* ACTION ITEM: Nothing in the entries should be altered. Write them out in full.

* DATA FOR THIS EXERCISE:

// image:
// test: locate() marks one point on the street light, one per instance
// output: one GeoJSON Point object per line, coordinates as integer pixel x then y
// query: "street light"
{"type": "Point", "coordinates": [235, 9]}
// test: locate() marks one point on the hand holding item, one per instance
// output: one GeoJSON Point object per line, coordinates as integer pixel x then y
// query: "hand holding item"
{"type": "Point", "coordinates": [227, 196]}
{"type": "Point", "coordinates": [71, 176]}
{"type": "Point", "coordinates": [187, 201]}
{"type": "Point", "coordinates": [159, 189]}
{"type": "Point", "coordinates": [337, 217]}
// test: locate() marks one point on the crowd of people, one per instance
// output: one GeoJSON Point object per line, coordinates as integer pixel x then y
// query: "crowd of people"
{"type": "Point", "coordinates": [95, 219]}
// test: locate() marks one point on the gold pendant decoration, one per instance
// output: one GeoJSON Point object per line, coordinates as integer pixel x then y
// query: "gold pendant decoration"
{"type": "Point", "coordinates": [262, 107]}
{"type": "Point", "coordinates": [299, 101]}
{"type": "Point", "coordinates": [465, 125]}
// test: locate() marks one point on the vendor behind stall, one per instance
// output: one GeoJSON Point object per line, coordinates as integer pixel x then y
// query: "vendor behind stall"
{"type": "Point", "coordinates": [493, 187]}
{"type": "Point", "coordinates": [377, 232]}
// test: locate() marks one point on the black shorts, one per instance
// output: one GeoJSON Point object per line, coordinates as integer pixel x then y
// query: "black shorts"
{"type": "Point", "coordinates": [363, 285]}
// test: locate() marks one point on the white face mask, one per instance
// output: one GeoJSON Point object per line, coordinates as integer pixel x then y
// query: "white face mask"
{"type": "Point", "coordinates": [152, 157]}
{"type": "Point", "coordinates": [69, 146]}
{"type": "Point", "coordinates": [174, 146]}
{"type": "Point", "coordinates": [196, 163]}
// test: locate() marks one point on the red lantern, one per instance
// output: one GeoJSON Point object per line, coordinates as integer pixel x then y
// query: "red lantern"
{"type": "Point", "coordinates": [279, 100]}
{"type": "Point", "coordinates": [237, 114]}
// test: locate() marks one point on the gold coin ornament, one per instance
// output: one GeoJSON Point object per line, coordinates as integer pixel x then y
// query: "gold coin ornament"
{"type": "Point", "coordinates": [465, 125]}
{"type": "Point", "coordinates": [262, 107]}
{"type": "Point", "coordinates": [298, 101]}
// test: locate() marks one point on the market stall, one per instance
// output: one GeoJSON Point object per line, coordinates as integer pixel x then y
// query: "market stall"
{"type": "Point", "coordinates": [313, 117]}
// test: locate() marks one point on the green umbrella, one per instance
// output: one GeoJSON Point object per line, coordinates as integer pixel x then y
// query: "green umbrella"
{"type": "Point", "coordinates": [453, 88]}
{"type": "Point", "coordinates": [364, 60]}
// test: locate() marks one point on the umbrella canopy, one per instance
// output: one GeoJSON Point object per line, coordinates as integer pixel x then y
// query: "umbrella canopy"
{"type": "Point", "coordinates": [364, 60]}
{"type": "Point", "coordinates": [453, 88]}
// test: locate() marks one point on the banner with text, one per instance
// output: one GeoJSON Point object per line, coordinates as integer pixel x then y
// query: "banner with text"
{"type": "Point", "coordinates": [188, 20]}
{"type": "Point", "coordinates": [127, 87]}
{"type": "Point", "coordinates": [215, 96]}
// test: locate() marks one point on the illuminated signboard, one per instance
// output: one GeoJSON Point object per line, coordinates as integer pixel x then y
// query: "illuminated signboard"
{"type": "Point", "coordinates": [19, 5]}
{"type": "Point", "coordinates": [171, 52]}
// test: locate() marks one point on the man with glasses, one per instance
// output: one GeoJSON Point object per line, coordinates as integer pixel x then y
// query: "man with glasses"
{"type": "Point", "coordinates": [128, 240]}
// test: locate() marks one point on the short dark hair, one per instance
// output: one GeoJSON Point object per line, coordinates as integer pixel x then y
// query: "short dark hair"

* OUTPUT OF THE TASK:
// image:
// test: locate() marks one point on the street light, one per instance
// output: one GeoJSON Point object per line, coordinates as integer pixel x then y
// query: "street light"
{"type": "Point", "coordinates": [235, 9]}
// test: locate() marks one point on the hand holding item, one per instance
// output: one GeoJSON Point object per line, coordinates as integer pixel x then y
// query: "hand holding item"
{"type": "Point", "coordinates": [227, 196]}
{"type": "Point", "coordinates": [71, 176]}
{"type": "Point", "coordinates": [187, 201]}
{"type": "Point", "coordinates": [159, 189]}
{"type": "Point", "coordinates": [337, 217]}
// test: locate() marks one point on the crowd of people, one per instance
// output: one GeoJSON Point object per line, coordinates as integer pixel x then y
// query: "crowd of people"
{"type": "Point", "coordinates": [95, 219]}
// test: locate() marks one point on the gold pendant decoration, one per instance
// output: one GeoJSON Point object per line, coordinates as integer pixel x then y
// query: "gold pendant decoration"
{"type": "Point", "coordinates": [262, 107]}
{"type": "Point", "coordinates": [299, 101]}
{"type": "Point", "coordinates": [465, 125]}
// test: locate() marks one point on the vendor behind stall, one per instance
// output: one GeoJSON Point object per line, coordinates as integer pixel x then y
// query: "vendor behind stall"
{"type": "Point", "coordinates": [493, 187]}
{"type": "Point", "coordinates": [377, 232]}
// test: locate() marks one point on the black shorts, one per instance
// output: one GeoJSON Point object per line, coordinates as integer pixel x then y
// query: "black shorts"
{"type": "Point", "coordinates": [363, 285]}
// test: locate() marks one point on the white face mask, one per instance
// output: one GeoJSON Point object per line, coordinates as integer pixel x then y
// query: "white face mask"
{"type": "Point", "coordinates": [152, 157]}
{"type": "Point", "coordinates": [69, 146]}
{"type": "Point", "coordinates": [174, 146]}
{"type": "Point", "coordinates": [196, 163]}
// test: locate() marks one point on the red lantern, one per instance
// output: one GeoJSON Point object per line, coordinates as integer pixel x then y
// query: "red lantern"
{"type": "Point", "coordinates": [279, 100]}
{"type": "Point", "coordinates": [237, 114]}
// test: locate() marks one point on the gold coin ornament, one per instance
// output: one GeoJSON Point object per line, coordinates as integer pixel x then y
// query: "gold coin ornament"
{"type": "Point", "coordinates": [465, 125]}
{"type": "Point", "coordinates": [262, 107]}
{"type": "Point", "coordinates": [298, 101]}
// test: locate() marks one point on the market stall, one per instance
// output: one GeoJSON Point object per line, coordinates as integer pixel x then y
// query: "market stall"
{"type": "Point", "coordinates": [313, 117]}
// test: locate() marks one point on the green umbrella, one per instance
// output: one GeoJSON Point object per line, coordinates as integer pixel x then y
// query: "green umbrella"
{"type": "Point", "coordinates": [453, 88]}
{"type": "Point", "coordinates": [364, 60]}
// test: locate() marks one point on the umbrella canopy, one per instance
// output: one GeoJSON Point object per line, coordinates as integer pixel x then y
// query: "umbrella canopy"
{"type": "Point", "coordinates": [364, 60]}
{"type": "Point", "coordinates": [453, 88]}
// test: locate() marks one point on the banner with text, one per instance
// output: one GeoJSON Point object per line, coordinates as integer pixel x then y
// query: "banner with text"
{"type": "Point", "coordinates": [188, 20]}
{"type": "Point", "coordinates": [127, 87]}
{"type": "Point", "coordinates": [215, 96]}
// test: locate() marks one point on the illuminated signboard, one per instance
// output: one GeoJSON Point object per line, coordinates as integer pixel x then y
// query: "illuminated signboard"
{"type": "Point", "coordinates": [19, 5]}
{"type": "Point", "coordinates": [171, 52]}
// test: locate() marks one point on the man with glasses, one per instance
// output: one GeoJSON Point object per line, coordinates as integer pixel x then y
// query: "man with glasses"
{"type": "Point", "coordinates": [128, 240]}
// test: locate() marks one point on the short dark hair, one per instance
// output: one GeoJSON Point object per line, coordinates as integer pixel x then y
// query: "short dark hair"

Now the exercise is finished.